# estacion de servicio



## garotinarg

Gostaria de saber como e que se pregunta:Buenos días ,a cuantas cuadras de aquí hay una estación de servicios?Necesito cargar nafta a mi cohe.


Obrigada por as respostas!


----------



## Carfer

Suponho que quererá uma resposta para o Brasil, mas nós, que não usamos '_cuadras_', dirìamos assim: _'Bom dia, a quantos quilómetros/a que distância fica a estação de serviço mais próxima? Preciso de pôr gasolina no meu carro'._
De verdade que vocês usam _'nafta'_ nos automóveis?


----------



## Guigo

Carfer said:


> Suponho que quererá uma resposta para o Brasil, mas nós, que não usamos '_cuadras_', dirìamos assim: _'Bom dia, a quantos quilómetros/a que distância fica a estação de serviço mais próxima? Preciso de pôr gasolina no meu carro'._
> De verdade que vocês usam _'nafta'_ nos automóveis?


 
No Brasil, praticamente a mesma coisa, exceto por _posto (de gasolina)_ no lugar de _estação de serviço_.

Ou então, estando dentro de uma cidade, poderia ser: _"Bom dia, a quantos quarteirões fica o posto mais próximo? Preciso pôr gasolina no meu carro"._


----------



## garotinarg

no se mucho de esas cosas ya que no conduzco yo creo que tiene otro nombre ,los hombres saben mejor de esas cosas.Obrigada por a resposta Carfer.


----------



## garotinarg

Guigo said:


> No Brasil, praticamente a mesma coisa, exceto por _posto (de gasolina)_ no lugar de _estação de serviço_.
> 
> Ou então, estando dentro de uma cidade, poderia ser: _"Bom dia, a quantos quarteirões fica o posto mais próximo? Preciso pôr gasolina no meu carro"._


----------



## WhoSoyEu

"Nafta" em alguns países hispano americanos é o nome local da nossa gasolina.


----------



## garotinarg

si es nafta.Me podía decir si en Portugal la nafta ya no se usa para los autos y en cuyo caso como se llama lo que usan?

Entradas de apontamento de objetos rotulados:
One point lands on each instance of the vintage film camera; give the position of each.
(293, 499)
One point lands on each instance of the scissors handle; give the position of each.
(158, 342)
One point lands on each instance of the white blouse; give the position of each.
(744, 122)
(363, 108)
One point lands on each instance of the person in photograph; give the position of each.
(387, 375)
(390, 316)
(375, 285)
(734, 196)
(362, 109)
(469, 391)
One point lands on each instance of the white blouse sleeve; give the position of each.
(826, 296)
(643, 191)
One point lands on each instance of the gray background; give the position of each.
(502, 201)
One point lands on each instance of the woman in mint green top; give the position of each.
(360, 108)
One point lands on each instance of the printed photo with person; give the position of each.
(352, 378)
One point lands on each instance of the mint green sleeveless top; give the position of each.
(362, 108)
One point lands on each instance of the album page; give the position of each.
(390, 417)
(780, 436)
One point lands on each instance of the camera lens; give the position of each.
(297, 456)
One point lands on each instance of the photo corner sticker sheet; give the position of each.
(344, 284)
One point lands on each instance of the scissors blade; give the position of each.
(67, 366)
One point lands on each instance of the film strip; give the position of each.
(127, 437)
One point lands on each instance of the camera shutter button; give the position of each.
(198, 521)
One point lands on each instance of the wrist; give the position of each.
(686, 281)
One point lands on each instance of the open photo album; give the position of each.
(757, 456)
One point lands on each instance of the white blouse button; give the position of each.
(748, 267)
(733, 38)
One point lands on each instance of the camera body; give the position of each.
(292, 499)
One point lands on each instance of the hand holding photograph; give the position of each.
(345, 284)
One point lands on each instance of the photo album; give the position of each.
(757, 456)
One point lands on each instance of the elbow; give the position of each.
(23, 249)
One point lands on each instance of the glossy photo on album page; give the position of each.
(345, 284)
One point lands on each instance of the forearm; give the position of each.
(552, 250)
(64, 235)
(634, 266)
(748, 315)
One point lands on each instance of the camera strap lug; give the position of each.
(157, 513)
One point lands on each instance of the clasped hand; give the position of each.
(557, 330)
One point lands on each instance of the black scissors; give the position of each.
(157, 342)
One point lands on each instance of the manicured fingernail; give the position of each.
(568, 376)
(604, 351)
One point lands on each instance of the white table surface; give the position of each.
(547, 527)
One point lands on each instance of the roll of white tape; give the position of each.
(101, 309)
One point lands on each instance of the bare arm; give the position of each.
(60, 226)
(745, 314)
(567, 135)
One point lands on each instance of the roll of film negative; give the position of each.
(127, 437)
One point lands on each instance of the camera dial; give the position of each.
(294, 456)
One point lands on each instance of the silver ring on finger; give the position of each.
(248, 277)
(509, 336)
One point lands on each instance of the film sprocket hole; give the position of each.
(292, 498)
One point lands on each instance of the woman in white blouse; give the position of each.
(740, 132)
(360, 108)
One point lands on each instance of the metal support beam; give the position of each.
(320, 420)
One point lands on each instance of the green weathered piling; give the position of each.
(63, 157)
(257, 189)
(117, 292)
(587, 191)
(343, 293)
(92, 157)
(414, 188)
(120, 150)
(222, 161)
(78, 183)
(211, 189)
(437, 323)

- _Enunciado da tarefa A_
Responda com base no tópico do fórum sobre como perguntar por um posto de gasolina:
(i) Segundo Guigo, que termo se usa no Brasil no lugar de "estação de serviço"?
(ii) Segundo WhoSoyEu, o que significa "nafta" em alguns países hispano-americanos?
(iii) Por que garotinarg diz não saber muito dessas coisas?
- _Enunciado da tarefa B_
Edite os registros desde a linha com "One point lands on each instance of the green" até o fim deles, trocando "weathered" por "worn". Devolva apenas essas linhas.
O tópico do fórum e os registros não têm nenhuma relação entre si.

- _Resposta da tarefa A_
(i) Posto (de gasolina).
(ii) É o nome local da gasolina.
(iii) Porque não dirige.

- _Resposta da tarefa B_
One point lands on each instance of the green worn piling; give the position of each.
(63, 157)
(257, 189)
(117, 292)
(587, 191)
(343, 293)
(92, 157)
(414, 188)
(120, 150)
(222, 161)
(78, 183)
(211, 189)
(437, 323)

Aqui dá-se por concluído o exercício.